- _EXERCISE_: Pull out all lines from the listing below in which the word "positive" appears.

- _DATA_:
^^^^

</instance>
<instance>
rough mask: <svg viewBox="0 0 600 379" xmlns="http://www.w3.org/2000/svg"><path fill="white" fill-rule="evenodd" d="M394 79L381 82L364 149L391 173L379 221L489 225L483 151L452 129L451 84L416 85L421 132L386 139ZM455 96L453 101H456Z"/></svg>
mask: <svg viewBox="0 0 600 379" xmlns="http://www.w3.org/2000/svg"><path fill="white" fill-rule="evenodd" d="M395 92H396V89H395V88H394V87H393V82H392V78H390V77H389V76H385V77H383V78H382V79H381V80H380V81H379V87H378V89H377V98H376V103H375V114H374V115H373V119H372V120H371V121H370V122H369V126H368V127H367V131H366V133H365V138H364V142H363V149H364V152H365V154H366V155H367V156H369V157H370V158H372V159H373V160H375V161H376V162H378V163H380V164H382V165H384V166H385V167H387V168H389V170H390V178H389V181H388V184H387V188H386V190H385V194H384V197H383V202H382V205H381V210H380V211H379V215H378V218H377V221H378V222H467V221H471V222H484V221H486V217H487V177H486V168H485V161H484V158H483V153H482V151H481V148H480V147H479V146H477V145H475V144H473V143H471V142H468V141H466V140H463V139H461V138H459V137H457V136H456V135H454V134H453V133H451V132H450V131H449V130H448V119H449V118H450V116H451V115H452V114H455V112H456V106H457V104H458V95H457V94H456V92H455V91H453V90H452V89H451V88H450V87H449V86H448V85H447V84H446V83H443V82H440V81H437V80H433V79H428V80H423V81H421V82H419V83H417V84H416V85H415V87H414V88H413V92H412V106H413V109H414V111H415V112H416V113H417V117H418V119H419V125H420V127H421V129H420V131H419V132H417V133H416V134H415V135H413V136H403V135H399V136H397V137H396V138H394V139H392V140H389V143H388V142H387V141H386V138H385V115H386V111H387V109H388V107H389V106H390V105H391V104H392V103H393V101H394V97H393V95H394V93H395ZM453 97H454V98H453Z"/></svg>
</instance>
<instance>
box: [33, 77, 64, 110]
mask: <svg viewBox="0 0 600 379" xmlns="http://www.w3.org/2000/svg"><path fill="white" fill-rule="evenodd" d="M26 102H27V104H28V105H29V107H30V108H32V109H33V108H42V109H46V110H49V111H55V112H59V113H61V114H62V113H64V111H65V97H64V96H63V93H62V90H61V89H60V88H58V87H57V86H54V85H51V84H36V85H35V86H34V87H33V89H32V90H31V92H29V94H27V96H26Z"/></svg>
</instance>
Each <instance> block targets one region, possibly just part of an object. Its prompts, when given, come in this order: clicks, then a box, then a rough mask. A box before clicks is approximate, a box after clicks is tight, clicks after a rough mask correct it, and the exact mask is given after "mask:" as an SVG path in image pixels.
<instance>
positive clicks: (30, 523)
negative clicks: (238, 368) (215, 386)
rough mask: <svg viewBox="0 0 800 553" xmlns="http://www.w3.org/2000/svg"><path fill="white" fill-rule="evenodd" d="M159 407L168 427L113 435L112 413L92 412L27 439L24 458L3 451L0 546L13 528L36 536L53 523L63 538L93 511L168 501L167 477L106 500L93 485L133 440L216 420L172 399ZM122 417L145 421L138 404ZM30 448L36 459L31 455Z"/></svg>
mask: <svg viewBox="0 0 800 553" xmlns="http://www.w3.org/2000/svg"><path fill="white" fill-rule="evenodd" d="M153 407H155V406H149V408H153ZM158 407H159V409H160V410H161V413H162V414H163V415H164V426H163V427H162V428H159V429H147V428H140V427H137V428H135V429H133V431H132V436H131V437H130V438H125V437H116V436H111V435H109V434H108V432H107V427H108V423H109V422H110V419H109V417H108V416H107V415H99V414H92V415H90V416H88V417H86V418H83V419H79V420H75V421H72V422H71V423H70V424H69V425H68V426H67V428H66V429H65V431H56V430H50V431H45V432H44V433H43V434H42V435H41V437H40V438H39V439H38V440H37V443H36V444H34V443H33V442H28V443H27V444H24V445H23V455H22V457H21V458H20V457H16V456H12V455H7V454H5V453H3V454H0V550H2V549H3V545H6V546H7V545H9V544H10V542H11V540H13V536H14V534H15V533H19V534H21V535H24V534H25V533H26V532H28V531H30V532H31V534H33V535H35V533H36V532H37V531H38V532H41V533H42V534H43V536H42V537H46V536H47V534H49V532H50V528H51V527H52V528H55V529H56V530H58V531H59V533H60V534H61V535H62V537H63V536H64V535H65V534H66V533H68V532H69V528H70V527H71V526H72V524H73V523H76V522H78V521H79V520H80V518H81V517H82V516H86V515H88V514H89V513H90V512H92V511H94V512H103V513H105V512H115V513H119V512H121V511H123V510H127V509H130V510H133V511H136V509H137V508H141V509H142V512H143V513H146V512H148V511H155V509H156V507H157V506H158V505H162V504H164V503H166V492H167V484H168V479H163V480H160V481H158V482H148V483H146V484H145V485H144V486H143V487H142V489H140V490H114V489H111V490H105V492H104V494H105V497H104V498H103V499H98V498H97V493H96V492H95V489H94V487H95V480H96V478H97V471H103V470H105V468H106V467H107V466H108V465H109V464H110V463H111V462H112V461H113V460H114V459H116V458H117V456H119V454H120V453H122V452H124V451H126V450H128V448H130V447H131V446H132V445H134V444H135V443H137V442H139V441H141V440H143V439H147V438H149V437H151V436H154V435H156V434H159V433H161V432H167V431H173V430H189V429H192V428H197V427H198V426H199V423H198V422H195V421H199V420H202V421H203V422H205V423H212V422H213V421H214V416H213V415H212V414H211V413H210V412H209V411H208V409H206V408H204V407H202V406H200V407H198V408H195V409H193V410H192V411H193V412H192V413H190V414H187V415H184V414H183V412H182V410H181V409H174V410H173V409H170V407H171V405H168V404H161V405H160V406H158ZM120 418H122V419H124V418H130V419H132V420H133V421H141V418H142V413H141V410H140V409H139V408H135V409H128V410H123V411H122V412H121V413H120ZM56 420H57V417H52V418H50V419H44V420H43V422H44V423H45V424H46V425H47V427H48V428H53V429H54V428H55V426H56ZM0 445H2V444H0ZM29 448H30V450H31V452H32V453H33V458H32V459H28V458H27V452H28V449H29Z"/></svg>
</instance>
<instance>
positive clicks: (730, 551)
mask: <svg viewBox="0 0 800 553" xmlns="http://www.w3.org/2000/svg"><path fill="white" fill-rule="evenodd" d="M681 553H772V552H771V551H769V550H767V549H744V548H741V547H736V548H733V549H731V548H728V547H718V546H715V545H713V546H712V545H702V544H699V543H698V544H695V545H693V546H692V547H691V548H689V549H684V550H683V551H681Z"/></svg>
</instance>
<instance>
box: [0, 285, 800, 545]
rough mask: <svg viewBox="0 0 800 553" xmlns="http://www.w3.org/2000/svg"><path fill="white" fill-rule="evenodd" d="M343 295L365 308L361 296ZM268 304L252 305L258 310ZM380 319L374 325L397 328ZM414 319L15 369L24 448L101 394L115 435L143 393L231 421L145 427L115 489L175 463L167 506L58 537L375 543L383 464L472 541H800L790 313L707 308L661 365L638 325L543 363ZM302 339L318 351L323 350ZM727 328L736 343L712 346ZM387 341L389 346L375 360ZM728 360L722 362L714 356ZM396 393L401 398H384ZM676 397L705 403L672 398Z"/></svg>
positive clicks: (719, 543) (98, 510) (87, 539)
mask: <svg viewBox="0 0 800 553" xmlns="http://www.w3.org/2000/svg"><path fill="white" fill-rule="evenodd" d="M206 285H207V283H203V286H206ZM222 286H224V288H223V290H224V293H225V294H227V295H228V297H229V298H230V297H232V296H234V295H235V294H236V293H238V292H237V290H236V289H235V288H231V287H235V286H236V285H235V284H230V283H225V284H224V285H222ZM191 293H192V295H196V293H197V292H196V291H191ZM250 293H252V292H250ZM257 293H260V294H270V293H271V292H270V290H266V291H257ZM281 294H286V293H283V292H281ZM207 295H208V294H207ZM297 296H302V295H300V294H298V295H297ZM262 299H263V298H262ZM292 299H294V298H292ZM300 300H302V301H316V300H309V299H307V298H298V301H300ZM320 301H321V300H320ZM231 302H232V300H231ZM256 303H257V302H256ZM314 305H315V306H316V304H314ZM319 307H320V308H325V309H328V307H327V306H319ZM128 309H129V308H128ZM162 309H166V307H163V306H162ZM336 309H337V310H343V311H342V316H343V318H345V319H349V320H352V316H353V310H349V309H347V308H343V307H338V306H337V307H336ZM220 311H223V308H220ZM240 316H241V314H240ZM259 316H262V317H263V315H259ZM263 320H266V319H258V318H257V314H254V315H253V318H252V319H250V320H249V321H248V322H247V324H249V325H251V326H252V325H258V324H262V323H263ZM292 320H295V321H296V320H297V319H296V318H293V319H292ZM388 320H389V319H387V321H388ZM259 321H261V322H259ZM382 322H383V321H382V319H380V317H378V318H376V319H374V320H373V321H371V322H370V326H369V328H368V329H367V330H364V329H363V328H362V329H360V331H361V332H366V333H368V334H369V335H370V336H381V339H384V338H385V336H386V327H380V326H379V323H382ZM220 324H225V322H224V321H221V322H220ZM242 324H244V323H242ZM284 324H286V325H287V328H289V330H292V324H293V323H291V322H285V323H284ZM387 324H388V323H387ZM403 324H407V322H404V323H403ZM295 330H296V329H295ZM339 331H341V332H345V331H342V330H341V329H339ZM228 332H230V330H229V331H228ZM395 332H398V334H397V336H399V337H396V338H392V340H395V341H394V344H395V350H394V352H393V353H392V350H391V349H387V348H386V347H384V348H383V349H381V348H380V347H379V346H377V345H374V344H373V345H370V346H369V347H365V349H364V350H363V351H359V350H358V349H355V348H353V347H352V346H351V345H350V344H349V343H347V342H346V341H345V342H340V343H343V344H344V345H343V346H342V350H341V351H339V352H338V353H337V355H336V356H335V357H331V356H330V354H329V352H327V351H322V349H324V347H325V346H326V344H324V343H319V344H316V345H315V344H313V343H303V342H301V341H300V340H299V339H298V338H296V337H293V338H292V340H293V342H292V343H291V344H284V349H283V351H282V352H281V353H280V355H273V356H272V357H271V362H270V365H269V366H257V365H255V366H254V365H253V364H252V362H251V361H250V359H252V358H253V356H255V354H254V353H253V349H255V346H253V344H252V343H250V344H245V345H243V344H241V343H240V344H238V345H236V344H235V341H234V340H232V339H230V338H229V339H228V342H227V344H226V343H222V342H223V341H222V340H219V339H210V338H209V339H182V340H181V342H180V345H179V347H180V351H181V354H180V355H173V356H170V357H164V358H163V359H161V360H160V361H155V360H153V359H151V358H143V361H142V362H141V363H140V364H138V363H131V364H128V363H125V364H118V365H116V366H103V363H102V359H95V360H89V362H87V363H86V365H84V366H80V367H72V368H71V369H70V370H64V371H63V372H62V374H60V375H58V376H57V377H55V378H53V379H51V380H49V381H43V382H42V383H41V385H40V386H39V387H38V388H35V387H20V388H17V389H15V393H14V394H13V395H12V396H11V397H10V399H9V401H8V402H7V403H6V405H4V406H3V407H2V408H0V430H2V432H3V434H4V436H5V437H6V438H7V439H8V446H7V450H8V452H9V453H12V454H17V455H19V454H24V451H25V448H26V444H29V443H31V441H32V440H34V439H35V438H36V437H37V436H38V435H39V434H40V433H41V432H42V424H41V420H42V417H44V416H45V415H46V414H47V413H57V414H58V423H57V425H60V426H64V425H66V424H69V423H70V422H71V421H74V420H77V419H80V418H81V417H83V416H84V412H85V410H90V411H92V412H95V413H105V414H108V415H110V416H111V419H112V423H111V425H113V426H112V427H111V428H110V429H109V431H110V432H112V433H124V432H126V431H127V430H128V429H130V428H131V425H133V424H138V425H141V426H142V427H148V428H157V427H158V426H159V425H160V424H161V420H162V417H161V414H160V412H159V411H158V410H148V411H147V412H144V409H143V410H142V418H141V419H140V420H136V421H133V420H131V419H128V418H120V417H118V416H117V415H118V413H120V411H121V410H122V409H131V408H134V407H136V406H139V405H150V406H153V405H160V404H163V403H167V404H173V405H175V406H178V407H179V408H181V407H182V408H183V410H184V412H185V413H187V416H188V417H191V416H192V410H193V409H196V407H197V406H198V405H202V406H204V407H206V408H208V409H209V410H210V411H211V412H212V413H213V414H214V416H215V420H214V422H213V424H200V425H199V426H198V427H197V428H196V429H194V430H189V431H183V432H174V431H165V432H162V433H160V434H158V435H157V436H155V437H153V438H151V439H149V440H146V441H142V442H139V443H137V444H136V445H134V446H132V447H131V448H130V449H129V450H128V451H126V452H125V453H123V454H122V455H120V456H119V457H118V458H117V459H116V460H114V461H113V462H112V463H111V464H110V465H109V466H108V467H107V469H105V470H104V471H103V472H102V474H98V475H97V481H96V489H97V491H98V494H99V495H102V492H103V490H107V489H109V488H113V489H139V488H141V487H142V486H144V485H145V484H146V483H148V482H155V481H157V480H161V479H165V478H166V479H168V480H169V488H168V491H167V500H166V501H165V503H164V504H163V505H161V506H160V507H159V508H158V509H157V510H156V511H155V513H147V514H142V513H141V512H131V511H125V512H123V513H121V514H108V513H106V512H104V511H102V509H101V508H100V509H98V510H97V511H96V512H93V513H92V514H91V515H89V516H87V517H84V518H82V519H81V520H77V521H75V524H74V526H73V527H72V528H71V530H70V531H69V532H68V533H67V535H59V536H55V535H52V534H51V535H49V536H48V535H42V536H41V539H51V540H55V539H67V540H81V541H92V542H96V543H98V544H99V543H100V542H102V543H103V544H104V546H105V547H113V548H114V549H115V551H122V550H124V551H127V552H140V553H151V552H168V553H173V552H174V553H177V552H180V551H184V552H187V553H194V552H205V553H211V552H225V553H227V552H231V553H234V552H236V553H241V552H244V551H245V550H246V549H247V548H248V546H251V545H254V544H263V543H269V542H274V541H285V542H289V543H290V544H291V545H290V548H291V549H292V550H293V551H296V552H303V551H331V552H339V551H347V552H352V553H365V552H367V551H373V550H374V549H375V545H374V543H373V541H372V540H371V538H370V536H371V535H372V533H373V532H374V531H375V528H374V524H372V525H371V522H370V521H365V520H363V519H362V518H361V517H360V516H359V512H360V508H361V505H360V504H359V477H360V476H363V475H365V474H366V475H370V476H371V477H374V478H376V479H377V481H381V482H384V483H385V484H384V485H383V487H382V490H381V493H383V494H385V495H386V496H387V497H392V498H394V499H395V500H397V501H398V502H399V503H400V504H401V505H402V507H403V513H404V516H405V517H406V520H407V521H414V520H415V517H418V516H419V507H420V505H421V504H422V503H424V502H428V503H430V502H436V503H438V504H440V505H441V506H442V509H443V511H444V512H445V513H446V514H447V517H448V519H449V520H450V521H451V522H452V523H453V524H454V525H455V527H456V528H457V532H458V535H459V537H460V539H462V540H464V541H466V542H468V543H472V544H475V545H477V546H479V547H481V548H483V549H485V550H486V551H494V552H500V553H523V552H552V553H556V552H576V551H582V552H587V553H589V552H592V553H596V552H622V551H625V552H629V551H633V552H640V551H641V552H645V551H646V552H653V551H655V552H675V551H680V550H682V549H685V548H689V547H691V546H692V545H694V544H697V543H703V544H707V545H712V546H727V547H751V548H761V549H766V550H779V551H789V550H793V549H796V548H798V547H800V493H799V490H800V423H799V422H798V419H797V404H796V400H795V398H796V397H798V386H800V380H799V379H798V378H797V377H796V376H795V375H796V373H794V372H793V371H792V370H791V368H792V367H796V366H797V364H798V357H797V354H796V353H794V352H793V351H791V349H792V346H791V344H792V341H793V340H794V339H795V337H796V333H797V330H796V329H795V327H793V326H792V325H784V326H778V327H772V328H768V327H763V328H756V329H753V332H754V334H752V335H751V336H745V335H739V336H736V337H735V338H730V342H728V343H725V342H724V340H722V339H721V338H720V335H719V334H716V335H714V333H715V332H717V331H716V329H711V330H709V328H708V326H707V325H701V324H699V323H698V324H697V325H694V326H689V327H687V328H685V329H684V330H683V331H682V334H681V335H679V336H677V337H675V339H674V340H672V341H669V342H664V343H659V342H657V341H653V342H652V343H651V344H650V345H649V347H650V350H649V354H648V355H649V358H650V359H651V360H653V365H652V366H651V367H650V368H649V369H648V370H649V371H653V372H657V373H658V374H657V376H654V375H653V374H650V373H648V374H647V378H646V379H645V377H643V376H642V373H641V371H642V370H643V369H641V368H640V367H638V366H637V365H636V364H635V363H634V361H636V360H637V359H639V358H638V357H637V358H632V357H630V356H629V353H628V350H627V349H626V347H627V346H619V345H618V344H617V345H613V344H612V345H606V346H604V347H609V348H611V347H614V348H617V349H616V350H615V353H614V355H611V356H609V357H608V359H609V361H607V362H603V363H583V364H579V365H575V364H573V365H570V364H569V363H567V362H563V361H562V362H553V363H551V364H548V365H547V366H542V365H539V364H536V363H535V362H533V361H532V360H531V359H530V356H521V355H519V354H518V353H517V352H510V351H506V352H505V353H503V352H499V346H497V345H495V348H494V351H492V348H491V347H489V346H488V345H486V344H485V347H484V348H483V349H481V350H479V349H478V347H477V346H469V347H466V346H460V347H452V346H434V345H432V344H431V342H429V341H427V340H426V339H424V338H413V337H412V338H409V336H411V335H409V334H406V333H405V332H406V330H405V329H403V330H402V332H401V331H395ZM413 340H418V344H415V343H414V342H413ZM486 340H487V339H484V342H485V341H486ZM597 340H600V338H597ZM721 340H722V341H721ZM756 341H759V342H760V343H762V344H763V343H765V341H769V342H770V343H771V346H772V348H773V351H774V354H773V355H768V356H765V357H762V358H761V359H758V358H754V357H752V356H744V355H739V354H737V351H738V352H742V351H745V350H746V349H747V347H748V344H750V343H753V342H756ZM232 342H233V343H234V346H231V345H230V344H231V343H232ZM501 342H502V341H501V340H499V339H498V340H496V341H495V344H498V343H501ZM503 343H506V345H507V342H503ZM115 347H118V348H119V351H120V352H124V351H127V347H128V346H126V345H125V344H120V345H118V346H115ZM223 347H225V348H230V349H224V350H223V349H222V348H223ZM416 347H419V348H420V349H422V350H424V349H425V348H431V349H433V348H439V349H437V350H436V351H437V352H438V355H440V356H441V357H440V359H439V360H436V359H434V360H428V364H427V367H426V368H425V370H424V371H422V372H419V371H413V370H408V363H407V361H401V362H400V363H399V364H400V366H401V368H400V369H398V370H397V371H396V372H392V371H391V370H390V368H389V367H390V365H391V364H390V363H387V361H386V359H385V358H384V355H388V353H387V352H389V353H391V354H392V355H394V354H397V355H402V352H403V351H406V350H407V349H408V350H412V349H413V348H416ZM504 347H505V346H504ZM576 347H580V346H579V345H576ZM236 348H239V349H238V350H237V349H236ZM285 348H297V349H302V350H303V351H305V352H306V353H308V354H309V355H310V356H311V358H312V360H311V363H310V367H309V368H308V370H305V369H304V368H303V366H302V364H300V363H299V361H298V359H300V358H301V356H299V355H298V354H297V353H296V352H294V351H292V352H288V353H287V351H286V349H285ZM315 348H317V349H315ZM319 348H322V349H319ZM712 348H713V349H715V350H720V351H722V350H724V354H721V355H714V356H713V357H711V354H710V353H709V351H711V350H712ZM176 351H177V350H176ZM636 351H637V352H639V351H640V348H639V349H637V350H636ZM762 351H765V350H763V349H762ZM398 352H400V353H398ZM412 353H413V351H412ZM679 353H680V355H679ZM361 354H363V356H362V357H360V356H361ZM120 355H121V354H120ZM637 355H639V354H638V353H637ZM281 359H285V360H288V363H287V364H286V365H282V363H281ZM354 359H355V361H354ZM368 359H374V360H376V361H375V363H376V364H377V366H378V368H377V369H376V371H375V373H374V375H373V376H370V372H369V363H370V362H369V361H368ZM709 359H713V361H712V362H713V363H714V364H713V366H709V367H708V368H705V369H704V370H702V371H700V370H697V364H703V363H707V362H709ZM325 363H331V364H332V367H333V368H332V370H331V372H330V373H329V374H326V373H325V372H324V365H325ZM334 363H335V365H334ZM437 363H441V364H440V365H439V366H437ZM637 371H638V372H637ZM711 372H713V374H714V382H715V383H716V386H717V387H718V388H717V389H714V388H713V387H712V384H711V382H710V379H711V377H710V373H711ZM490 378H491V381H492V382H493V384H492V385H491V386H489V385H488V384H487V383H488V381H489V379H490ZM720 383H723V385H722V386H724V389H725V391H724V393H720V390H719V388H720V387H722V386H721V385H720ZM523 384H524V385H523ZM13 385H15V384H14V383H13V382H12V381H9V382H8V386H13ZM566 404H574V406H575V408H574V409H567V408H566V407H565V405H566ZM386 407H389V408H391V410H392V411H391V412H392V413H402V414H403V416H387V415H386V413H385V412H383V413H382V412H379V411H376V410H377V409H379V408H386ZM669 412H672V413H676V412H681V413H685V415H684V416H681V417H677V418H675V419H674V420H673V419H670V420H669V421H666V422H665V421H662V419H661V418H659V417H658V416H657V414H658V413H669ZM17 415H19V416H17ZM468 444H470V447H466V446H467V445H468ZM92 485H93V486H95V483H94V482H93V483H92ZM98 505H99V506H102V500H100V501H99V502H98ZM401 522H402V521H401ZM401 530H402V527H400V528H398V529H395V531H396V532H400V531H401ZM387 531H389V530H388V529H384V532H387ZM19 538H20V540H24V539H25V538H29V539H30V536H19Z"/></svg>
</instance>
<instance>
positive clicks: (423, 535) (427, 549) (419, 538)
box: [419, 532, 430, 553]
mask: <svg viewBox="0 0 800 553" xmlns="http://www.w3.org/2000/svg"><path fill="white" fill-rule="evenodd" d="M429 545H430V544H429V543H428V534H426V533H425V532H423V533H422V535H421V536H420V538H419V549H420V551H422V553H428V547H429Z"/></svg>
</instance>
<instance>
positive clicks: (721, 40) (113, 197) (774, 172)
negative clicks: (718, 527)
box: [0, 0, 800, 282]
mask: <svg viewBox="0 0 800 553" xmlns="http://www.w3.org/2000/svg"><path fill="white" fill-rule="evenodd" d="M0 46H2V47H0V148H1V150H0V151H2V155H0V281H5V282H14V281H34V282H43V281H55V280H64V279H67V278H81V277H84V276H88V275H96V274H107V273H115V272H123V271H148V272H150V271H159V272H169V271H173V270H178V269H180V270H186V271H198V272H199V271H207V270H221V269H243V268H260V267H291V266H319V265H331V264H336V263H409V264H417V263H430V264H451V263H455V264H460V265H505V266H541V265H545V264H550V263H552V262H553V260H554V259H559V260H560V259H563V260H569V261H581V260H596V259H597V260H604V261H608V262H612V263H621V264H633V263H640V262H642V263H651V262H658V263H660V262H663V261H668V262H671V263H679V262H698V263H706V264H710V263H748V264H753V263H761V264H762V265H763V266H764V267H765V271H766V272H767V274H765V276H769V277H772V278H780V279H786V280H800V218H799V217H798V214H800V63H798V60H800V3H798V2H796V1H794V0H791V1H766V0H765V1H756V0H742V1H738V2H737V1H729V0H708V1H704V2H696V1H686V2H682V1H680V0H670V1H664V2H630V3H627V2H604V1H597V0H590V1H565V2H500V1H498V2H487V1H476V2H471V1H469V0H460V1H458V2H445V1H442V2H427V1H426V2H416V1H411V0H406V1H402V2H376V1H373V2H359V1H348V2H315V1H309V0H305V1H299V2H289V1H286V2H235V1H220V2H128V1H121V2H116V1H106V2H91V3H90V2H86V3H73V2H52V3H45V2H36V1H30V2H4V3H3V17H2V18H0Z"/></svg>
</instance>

^^^^

- _TASK OUTPUT_:
positive clicks: (30, 523)
positive clicks: (730, 551)
positive clicks: (719, 543) (98, 510) (87, 539)
positive clicks: (423, 535) (427, 549) (419, 538)
positive clicks: (721, 40) (113, 197) (774, 172)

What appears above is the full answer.